**Exercise instructions**
a – Answer these about the article on hospitality resiliency and sustainability:
(i) How many experts shared their view?
(ii) At what organization is the quoted speaker a Principal Executive?
(iii) What investments will tourism businesses hardly make without proper incentives?
b – Please repeat the article on hospitality resiliency and sustainability from "Principal Executive at" up to and including "and more climate-friendly.".
c – Carry on the article on hospitality resiliency and sustainability from the point where it stops.

**Given passage**
◆ ◆ ◆ ◆ ◆ ◆ ◆
Driving Resiliency and Sustainability in Hospitality: Five Priorities for 2021
— 23 experts shared their view
Recovery, resilience, recalibration, or bouncing back are a few examples of keywords that are at the center of any discussion surrounding the hospitality industry's economic prospects this past year. However uncertain the economic future may be, major crises of earth systems are unabated to date. While similarities exist between resiliency and sustainability (i.e. both concepts refer to the state of a system or organization over time in response to instabilities), there are notable differences, and conflicts, in the two concepts (i.e. achieving short-term economic resiliency at the expense of socio-environmental wellbeing). Looking forward, all eyes are on resiliency (growth!) in hospitality but how do we decouple growth from impacts, most notably carbon emissions? How do we ensure that sustainability is a component of resiliency (or vice versa)? What are the five priorities the hospitality industry should set to tackle resiliency and sustainability at the same time in 2021?
Principal Executive at CAF - development bank of Latin America
The challenge for decoupling growth from impacts, which is at the core of a possible green tourism and hospitality recovery, relies very much on three levels of change. First, climate policies should be in place with the right incentives, making the economic gains of efficiency and long-term commitment to sustainability notorious for tourism businesses. Without proper incentives, tourism businesses will hardly engage in the type of energy, logistical, and IT investments needed for decoupling carbon emissions from growth. Secondly, the financial system should be ready, which in most cases around the world, is not the case, to learn, engage and develop financial solutions that are geared to make tourism businesses more efficient and more climate-friendly.
◆ ◆ ◆ ◆ ◆ ◆ ◆
**Supplied data**
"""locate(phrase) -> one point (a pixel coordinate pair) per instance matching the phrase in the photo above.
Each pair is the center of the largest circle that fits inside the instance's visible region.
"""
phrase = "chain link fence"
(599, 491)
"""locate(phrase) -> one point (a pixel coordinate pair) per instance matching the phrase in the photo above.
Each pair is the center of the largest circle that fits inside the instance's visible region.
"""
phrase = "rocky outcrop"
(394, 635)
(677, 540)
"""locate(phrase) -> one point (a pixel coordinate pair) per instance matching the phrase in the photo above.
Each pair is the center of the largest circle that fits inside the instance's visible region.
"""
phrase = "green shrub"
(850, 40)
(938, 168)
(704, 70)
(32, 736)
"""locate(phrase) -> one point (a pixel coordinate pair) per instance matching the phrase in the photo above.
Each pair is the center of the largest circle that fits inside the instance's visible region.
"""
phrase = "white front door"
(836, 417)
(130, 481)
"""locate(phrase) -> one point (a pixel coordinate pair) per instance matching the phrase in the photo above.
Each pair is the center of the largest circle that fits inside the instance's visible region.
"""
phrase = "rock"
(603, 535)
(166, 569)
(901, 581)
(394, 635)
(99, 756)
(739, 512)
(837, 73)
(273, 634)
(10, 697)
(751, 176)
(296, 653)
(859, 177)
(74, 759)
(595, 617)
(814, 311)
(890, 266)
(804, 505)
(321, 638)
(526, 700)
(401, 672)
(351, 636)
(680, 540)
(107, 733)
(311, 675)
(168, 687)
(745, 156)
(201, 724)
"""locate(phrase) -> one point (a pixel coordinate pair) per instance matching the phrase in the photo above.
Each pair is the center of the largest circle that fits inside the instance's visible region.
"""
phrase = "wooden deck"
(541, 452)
◆ ◆ ◆ ◆ ◆ ◆ ◆
**Answers to the exercise**
a –
(i) 23
(ii) CAF - development bank of Latin America
(iii) The energy, logistical, and IT investments needed for decoupling carbon emissions from growth

b –
Principal Executive at CAF - development bank of Latin America
The challenge for decoupling growth from impacts, which is at the core of a possible green tourism and hospitality recovery, relies very much on three levels of change. First, climate policies should be in place with the right incentives, making the economic gains of efficiency and long-term commitment to sustainability notorious for tourism businesses. Without proper incentives, tourism businesses will hardly engage in the type of energy, logistical, and IT investments needed for decoupling carbon emissions from growth. Secondly, the financial system should be ready, which in most cases around the world, is not the case, to learn, engage and develop financial solutions that are geared to make tourism businesses more efficient and more climate-friendly.

c –
There are risks associated with investing in climate change mitigation and adaptation. Financial institutions should work with regional and national development banks to reduce uncertainties and unlock the financial system for climate impact investments. Finally, travelers should be engaged in proactive, positive action. They should be part of the solutions, just as businesses are. People are more likely to engage in a behavior when they derive positive feelings from doing so. This core precept is often overlooked when it comes to climate action, for which ad campaigns are likely to emphasize disturbing warnings. Research has found that hope and pride are instrumental in driving sustainable behavior; there is a need to engage in creative ways with consumers.